** begin Extracted records **
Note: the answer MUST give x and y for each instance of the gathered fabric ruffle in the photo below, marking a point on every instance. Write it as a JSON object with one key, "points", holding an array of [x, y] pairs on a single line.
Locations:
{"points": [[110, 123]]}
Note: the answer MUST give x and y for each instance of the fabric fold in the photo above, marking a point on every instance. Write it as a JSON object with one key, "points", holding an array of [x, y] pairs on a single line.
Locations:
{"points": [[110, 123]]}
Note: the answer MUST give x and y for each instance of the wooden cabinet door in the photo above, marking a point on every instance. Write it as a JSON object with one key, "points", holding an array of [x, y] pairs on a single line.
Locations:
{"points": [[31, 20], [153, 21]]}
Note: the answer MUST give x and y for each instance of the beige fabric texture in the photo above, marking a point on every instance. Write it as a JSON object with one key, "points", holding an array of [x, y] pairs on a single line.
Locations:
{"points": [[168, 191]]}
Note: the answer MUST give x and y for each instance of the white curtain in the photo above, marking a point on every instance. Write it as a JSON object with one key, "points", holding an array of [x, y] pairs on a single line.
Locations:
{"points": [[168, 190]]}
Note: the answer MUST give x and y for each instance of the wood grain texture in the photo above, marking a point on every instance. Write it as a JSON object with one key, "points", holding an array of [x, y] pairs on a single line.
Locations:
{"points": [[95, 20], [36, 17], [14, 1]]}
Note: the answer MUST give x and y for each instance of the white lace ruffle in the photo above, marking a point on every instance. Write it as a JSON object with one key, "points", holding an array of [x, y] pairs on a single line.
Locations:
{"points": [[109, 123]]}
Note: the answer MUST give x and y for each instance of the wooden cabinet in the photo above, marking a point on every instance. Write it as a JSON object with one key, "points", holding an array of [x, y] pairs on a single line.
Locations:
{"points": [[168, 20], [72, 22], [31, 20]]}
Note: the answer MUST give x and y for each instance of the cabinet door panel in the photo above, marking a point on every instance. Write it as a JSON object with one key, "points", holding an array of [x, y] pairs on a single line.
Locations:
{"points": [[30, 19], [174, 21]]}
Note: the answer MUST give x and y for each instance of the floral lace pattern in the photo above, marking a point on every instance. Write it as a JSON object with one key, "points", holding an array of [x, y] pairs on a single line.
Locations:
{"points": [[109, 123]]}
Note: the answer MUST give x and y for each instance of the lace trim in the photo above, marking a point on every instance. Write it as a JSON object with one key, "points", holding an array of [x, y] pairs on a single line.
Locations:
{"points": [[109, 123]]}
** end Extracted records **
**Directions for this task:** Copy out the stretch from the line containing "of the lace" through the end of the lines, requests included, and raise every point coordinate in the answers by 53.

**Task answer:**
Note: the answer MUST give x and y for each instance of the lace trim in the photo above, marking a point on every instance. Write it as a JSON object with one key, "points", holding an array of [x, y] pairs on a single line.
Locations:
{"points": [[162, 176]]}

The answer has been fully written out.